Written problem
Could you turn the lines below into a numbered list, dropping any blank lines and leaving out the pictures?
════════
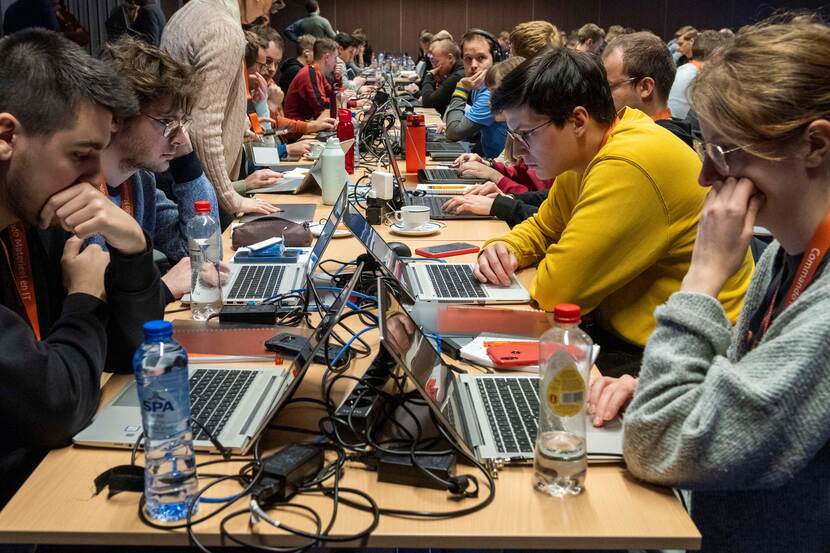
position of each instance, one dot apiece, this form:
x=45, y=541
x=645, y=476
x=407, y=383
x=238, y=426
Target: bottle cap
x=157, y=329
x=566, y=313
════════
Response
1. position of each instance, one dot apiece, this form:
2. x=45, y=541
3. x=645, y=476
4. x=407, y=383
5. x=238, y=426
6. Target: bottle cap
7. x=157, y=329
8. x=566, y=313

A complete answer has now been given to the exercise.